■ **WHAT TO WORK ON**
In the listing below, turn the part that opens with the line containing "of the yellow" and closes with the line containing "x=485, y=212" into a Markdown table with the columns "Row" and "Line", numbering each line in order and leaving out any blank lines.

### ENTRIES SHOWN

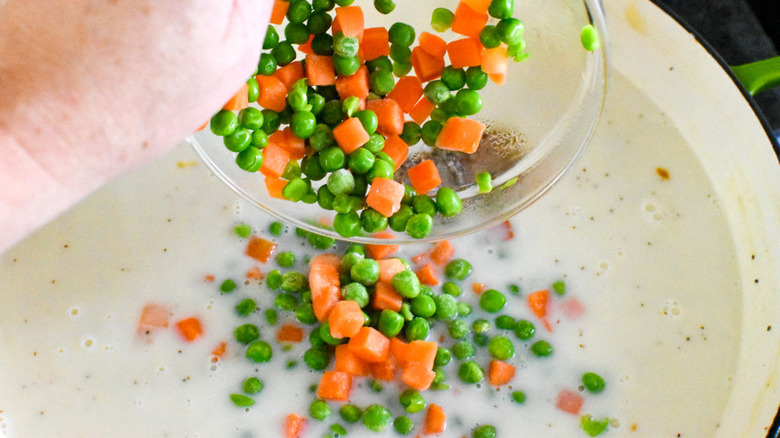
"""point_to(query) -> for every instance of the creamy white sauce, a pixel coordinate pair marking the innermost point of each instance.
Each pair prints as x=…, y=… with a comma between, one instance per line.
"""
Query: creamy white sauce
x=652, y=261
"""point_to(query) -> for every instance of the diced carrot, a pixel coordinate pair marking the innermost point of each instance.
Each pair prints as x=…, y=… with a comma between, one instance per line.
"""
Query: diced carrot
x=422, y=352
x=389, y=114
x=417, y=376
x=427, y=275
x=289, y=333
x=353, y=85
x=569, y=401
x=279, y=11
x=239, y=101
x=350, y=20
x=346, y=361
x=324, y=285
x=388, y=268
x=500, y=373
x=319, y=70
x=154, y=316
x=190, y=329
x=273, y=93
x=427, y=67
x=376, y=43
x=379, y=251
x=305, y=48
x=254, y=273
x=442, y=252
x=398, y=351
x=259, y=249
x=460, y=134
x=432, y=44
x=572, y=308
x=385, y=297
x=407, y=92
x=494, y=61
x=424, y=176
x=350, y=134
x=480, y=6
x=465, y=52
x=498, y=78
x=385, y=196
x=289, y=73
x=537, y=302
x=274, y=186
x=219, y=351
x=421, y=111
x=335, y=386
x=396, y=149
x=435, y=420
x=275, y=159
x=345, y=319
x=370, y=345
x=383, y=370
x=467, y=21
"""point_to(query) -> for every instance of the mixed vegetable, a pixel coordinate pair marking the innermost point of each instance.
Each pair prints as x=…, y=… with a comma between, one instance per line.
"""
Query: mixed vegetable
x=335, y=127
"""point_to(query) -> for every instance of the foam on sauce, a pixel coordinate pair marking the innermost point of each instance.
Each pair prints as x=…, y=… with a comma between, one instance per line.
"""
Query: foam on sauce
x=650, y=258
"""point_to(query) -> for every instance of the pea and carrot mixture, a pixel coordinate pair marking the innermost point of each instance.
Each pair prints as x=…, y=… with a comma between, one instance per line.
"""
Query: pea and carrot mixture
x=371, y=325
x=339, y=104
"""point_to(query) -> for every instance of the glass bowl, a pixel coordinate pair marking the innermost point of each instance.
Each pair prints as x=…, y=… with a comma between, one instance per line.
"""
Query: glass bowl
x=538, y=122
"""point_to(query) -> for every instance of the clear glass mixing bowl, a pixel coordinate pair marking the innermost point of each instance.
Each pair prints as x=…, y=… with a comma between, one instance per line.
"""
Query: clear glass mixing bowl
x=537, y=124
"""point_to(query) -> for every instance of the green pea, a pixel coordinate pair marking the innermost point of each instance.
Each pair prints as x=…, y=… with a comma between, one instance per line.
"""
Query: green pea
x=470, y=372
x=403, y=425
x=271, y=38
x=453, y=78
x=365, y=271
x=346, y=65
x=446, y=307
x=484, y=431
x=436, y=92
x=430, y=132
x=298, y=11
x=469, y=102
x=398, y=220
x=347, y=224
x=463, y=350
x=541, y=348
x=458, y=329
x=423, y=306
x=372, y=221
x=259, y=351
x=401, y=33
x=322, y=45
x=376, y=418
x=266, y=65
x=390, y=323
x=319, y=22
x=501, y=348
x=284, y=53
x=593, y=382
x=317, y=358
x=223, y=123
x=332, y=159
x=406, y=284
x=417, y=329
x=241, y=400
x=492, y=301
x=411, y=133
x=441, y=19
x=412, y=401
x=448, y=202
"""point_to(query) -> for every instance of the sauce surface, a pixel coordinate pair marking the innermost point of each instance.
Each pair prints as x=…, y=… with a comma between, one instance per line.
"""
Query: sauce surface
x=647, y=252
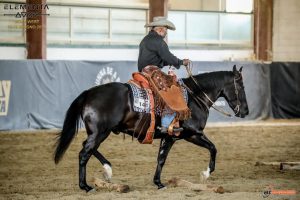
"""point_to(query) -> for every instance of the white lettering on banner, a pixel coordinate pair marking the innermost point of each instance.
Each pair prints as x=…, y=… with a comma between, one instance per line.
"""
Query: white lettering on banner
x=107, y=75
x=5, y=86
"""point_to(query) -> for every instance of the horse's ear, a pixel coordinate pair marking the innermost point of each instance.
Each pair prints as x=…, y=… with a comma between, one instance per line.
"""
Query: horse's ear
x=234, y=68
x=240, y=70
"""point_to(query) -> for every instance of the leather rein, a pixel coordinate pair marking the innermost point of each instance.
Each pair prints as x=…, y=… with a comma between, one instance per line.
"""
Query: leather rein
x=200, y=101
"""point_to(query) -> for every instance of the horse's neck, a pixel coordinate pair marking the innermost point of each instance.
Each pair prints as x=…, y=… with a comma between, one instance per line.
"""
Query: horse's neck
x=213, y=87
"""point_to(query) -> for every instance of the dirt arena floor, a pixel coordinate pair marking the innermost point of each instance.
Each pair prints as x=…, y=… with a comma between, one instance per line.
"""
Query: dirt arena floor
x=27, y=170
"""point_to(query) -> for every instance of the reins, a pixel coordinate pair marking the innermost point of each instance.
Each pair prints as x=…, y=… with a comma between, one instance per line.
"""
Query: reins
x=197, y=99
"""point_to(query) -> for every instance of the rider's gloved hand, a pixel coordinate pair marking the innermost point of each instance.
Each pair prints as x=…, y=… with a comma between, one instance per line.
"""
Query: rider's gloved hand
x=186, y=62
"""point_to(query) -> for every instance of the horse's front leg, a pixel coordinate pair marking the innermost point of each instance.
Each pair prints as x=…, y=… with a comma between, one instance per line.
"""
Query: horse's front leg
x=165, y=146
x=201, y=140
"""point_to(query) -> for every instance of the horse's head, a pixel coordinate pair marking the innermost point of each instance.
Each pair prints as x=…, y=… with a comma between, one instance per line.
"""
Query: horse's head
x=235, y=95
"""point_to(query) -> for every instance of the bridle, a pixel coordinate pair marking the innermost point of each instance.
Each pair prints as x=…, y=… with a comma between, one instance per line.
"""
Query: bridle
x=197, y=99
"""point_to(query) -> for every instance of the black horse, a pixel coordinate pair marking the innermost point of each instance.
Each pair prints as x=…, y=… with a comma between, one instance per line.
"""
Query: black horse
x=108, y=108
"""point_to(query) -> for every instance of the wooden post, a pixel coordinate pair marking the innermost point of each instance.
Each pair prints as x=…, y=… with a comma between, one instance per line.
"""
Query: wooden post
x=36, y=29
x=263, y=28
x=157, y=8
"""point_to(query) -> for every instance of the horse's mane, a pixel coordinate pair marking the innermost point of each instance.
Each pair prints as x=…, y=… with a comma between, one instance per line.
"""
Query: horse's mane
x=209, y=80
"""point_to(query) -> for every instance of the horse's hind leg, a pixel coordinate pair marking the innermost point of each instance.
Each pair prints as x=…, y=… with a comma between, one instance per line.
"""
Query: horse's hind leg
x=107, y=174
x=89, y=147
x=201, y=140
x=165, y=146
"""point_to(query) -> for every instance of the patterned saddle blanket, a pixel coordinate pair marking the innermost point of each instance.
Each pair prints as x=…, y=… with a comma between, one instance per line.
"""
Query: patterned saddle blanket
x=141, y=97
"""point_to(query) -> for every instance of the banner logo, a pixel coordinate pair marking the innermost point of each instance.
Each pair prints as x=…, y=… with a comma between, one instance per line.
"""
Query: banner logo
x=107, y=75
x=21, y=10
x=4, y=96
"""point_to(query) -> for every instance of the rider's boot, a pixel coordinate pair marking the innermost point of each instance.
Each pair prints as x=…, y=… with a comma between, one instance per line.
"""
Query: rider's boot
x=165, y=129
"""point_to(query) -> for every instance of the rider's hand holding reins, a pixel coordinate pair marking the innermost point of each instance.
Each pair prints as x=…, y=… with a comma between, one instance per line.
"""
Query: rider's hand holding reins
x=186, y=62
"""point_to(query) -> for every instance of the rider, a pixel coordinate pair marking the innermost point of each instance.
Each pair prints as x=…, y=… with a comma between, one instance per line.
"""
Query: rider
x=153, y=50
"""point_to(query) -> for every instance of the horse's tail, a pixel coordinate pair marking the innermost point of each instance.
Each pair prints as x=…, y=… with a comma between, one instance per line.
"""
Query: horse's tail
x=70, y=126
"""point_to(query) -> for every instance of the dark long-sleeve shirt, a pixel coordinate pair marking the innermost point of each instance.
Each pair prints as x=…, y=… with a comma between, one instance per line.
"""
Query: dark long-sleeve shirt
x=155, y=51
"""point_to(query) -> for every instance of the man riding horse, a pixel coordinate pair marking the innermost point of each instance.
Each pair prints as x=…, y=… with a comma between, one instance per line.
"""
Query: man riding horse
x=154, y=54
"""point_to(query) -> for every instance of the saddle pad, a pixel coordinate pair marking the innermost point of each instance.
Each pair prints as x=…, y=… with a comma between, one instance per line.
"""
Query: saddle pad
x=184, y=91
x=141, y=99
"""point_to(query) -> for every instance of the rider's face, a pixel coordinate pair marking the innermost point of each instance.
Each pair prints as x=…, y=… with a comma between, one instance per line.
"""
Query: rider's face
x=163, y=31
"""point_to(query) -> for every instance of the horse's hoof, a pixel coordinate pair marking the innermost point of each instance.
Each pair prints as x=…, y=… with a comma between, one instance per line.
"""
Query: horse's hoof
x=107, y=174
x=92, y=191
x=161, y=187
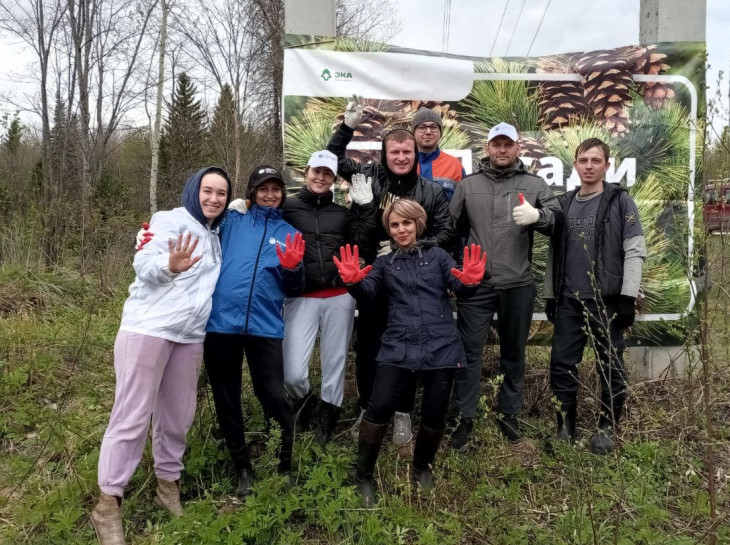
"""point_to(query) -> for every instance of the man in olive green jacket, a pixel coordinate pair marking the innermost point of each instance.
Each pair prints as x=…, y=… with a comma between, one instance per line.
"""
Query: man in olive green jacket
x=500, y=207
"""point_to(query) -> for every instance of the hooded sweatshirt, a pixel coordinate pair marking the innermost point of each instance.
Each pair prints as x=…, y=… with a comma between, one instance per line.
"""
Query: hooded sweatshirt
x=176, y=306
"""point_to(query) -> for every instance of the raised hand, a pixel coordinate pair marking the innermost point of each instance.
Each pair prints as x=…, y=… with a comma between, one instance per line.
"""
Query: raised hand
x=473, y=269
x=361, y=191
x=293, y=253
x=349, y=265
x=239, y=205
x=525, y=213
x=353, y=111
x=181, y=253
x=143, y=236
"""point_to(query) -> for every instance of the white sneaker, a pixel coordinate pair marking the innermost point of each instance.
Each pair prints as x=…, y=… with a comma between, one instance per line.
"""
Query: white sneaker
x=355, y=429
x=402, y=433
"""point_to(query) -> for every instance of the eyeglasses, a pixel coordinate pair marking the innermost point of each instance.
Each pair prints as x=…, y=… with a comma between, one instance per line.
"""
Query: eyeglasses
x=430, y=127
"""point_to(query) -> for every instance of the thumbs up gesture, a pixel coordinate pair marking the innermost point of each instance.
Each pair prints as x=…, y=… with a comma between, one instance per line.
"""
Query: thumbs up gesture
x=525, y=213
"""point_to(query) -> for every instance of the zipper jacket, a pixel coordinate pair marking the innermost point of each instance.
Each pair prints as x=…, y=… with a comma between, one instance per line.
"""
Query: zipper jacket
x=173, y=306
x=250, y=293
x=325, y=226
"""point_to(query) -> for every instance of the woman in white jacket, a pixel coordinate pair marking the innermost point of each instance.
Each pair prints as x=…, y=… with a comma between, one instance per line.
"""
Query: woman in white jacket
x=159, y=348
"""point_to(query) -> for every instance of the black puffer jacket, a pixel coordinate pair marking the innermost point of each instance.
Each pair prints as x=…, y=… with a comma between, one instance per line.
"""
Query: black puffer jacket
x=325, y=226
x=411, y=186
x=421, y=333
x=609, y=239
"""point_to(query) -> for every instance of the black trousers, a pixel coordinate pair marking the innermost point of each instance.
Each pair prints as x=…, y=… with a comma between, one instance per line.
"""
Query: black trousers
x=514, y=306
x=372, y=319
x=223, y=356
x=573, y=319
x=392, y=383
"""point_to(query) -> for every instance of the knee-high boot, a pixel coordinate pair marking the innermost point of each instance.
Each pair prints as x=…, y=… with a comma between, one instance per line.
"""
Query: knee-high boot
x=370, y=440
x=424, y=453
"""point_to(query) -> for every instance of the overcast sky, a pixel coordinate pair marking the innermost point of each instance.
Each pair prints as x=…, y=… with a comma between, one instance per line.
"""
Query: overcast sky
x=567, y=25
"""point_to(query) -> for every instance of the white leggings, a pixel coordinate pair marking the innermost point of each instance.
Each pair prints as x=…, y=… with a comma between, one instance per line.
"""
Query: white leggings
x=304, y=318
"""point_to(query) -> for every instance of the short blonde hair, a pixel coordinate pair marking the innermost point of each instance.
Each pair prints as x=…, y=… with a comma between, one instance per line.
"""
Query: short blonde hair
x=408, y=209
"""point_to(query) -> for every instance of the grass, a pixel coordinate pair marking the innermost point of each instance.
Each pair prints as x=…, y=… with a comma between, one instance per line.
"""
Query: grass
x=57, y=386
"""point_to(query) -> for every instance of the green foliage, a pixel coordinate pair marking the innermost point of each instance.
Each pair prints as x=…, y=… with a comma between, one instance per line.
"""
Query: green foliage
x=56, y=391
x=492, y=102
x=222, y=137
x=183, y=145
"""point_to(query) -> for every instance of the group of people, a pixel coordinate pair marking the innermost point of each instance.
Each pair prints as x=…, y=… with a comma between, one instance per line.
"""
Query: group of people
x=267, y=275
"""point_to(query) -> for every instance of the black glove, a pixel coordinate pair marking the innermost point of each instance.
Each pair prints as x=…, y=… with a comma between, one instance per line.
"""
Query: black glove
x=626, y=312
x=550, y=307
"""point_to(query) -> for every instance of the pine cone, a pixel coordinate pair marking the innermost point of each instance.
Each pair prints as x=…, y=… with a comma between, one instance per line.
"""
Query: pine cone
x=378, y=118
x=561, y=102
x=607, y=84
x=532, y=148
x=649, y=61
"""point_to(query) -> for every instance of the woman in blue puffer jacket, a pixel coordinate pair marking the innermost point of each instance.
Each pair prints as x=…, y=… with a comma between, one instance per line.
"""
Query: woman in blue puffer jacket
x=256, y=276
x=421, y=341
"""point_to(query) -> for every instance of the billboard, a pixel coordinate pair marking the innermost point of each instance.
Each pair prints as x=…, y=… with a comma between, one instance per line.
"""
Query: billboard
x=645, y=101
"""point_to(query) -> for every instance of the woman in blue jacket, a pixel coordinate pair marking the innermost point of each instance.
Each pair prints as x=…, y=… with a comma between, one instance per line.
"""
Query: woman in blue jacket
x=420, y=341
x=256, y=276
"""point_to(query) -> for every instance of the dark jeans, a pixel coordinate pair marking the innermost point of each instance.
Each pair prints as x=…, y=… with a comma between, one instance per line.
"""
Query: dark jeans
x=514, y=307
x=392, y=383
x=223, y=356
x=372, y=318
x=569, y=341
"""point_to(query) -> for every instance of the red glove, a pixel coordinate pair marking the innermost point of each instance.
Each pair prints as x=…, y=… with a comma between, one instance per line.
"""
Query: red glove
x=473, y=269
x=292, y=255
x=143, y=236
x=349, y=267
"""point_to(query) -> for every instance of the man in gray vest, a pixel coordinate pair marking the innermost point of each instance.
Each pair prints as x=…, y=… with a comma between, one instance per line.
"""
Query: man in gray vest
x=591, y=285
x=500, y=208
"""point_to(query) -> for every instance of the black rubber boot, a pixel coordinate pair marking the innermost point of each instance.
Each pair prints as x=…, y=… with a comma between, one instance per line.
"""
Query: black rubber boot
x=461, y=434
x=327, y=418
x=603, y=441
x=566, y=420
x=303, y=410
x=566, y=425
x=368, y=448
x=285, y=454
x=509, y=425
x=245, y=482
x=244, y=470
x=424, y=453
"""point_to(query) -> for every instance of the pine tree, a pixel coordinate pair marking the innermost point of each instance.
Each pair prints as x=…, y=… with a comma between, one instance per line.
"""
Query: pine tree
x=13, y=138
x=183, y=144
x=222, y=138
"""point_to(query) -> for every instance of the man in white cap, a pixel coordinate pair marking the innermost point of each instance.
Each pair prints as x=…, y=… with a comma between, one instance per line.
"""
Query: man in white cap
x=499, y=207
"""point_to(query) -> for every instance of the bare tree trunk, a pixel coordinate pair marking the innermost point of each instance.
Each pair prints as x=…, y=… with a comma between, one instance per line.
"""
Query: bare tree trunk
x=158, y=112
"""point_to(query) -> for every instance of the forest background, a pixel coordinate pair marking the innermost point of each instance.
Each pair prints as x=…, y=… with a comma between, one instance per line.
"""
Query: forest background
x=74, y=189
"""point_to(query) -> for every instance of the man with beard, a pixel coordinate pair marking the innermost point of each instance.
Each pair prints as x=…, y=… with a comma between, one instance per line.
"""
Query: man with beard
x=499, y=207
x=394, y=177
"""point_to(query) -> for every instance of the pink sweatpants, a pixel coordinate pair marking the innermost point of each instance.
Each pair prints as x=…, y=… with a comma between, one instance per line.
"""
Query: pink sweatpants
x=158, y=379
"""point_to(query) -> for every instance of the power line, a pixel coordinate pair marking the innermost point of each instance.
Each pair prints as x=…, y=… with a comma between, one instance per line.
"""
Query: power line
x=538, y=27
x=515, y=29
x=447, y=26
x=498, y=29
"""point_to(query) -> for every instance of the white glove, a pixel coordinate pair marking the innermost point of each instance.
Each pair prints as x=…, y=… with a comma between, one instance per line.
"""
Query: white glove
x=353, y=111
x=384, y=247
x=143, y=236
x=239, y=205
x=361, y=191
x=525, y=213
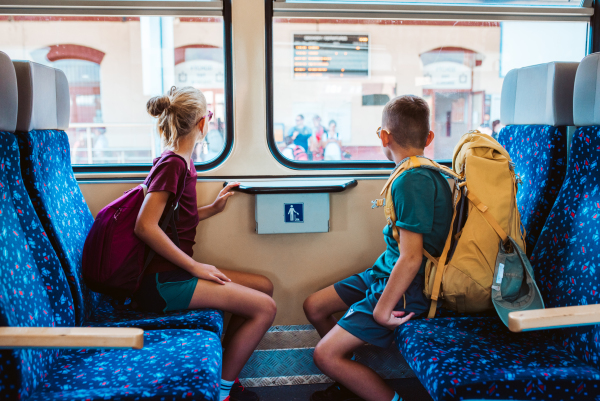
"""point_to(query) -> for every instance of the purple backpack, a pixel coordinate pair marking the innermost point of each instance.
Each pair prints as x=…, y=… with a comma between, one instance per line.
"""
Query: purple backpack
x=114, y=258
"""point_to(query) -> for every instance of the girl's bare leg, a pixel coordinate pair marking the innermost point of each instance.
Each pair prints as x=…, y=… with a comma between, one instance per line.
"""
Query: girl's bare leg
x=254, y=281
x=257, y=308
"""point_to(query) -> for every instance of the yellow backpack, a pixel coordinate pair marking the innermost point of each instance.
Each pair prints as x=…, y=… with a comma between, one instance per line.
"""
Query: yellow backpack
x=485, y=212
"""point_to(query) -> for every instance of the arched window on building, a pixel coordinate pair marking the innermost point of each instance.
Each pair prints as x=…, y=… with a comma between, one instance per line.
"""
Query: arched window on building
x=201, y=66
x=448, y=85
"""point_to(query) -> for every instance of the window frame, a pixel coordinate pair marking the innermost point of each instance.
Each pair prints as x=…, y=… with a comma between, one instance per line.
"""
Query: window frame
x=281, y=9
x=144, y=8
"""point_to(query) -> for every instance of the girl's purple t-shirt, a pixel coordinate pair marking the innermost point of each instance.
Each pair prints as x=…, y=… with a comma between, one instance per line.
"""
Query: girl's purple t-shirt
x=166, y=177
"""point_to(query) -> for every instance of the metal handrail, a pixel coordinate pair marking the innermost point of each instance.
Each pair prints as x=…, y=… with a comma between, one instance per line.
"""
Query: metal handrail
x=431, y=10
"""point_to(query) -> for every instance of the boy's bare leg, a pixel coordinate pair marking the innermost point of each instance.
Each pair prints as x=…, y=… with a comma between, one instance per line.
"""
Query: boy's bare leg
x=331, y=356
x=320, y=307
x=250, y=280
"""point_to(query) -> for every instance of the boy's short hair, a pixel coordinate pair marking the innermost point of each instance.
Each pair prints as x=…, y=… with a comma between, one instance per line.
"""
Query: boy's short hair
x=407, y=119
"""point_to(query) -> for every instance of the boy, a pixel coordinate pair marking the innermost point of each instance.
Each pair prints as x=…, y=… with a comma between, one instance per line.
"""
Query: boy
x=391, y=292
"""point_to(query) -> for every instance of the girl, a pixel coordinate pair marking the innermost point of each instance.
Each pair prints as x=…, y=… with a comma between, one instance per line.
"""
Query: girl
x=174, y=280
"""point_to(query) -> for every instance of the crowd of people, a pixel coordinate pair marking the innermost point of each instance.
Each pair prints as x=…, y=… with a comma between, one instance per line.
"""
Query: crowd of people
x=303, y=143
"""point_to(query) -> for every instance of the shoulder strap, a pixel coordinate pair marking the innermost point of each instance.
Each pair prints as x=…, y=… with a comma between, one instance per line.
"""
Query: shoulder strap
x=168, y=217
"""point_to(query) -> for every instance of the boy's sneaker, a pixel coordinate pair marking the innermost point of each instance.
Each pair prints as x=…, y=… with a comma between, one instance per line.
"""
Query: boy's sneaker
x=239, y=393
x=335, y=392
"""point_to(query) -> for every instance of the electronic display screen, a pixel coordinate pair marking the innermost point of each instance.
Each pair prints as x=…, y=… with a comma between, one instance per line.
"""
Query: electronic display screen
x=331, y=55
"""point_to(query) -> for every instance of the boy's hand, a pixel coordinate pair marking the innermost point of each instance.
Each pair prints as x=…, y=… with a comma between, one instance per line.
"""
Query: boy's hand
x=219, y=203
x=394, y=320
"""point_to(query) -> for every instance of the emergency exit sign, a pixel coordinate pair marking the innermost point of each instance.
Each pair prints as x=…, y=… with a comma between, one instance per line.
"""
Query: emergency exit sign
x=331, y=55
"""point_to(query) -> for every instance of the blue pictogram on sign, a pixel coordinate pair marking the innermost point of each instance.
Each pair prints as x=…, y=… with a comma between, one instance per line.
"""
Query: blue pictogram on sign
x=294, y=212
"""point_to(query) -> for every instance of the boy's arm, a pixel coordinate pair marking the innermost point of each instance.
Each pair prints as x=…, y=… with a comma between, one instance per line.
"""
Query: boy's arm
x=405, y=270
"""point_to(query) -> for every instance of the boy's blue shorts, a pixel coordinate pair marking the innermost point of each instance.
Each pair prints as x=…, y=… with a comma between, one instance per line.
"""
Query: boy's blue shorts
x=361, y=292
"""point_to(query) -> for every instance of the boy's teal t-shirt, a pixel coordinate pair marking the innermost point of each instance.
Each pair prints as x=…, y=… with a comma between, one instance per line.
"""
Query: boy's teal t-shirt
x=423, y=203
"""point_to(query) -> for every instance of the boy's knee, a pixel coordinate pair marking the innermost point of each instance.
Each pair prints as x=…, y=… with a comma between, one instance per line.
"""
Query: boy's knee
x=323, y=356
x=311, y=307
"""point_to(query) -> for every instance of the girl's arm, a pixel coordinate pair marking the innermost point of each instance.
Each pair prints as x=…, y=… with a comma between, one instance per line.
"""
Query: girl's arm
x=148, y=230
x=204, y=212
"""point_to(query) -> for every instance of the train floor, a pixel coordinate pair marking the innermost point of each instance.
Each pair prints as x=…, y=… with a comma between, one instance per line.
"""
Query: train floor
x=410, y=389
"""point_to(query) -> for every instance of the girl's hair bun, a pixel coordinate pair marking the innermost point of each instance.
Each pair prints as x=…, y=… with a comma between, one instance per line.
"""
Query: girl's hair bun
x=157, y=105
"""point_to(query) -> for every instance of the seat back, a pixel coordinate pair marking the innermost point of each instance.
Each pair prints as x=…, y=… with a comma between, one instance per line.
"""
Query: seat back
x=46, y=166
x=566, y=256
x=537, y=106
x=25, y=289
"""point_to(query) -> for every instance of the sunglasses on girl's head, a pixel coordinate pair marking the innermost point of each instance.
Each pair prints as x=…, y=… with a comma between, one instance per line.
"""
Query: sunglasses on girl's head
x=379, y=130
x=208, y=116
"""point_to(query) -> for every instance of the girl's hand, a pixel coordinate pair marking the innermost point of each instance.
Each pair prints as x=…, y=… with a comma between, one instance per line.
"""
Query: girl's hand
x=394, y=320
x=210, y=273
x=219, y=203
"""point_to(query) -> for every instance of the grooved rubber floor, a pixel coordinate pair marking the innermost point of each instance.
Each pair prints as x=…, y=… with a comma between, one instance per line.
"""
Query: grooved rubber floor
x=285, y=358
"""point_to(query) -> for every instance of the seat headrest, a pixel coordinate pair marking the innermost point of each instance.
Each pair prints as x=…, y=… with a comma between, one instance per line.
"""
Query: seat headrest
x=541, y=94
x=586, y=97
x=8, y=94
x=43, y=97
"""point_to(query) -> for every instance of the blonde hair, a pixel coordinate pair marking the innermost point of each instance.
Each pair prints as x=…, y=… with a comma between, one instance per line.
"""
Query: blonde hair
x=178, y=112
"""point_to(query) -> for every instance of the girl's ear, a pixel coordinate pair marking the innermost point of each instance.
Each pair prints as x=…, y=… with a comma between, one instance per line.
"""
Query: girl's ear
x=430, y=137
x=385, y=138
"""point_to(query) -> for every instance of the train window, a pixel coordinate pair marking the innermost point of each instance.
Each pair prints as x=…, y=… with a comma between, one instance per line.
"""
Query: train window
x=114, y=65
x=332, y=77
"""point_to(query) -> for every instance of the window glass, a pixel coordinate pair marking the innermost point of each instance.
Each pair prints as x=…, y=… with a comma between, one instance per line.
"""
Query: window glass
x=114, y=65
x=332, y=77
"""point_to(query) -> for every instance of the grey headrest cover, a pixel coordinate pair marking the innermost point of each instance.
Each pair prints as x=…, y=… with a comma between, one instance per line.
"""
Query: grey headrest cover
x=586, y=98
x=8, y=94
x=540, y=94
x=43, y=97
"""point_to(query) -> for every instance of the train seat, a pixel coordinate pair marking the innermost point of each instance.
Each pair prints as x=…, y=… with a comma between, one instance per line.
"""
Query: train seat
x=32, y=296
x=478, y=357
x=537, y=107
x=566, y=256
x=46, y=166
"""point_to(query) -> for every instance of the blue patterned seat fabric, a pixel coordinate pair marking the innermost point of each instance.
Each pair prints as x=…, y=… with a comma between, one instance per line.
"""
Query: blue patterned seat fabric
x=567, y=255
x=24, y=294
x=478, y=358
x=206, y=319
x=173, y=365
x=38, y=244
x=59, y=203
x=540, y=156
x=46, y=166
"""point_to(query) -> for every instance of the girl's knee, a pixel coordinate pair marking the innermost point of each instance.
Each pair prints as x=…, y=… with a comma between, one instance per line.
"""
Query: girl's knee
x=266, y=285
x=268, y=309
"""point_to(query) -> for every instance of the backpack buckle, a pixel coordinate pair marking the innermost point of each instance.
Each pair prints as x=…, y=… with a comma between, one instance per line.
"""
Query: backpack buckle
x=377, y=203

######

■ **TASK ANSWER**
| Row | Line |
|---|---|
| 1 | """point_to(query) -> for every instance of the yellow backpack, a pixel coordinate pair marking the innermost point of each instance. |
| 2 | Each pair prints as x=…, y=… with a comma between, one instance per line. |
| 3 | """ |
| 4 | Query: yellow backpack |
| 5 | x=485, y=212 |